◆ **Assignment**
Make an exact copy of the records, leaving out the images.

=== Section Start ===

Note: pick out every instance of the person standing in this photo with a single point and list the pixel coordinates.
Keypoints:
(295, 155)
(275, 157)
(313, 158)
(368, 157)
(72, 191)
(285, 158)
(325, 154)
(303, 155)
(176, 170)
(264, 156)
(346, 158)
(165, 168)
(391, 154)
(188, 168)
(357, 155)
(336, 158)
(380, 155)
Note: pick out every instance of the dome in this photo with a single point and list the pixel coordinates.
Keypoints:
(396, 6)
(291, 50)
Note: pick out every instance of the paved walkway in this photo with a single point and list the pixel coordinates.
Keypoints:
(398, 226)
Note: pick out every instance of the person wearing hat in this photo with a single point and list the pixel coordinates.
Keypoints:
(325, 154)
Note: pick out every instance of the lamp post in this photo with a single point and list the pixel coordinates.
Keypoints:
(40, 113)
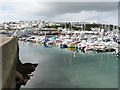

=== Section End ===

◆ **Solution**
Note: pick out every instance of the person standing in this photo with a single point and list the pixel coordinates.
Keypoints:
(295, 155)
(275, 157)
(313, 158)
(368, 157)
(72, 191)
(285, 158)
(325, 154)
(303, 155)
(176, 170)
(264, 156)
(346, 158)
(165, 168)
(391, 154)
(188, 168)
(357, 155)
(336, 158)
(380, 155)
Note: pick out every instance of the dome in this photo with a single point and list the pixel coordinates.
Keypoints:
(396, 6)
(291, 50)
Note: pick out every instance of the paved walkway in this photo with a single point and list the pixel coordinates.
Keypoints:
(398, 226)
Note: pick out every instance of the person wearing hat in this photo with a single point and list the pixel coordinates.
Keypoints:
(325, 154)
Note: pick out every instance of the lamp post in this photo with a single point and list the pixel coordinates.
Keypoints:
(40, 113)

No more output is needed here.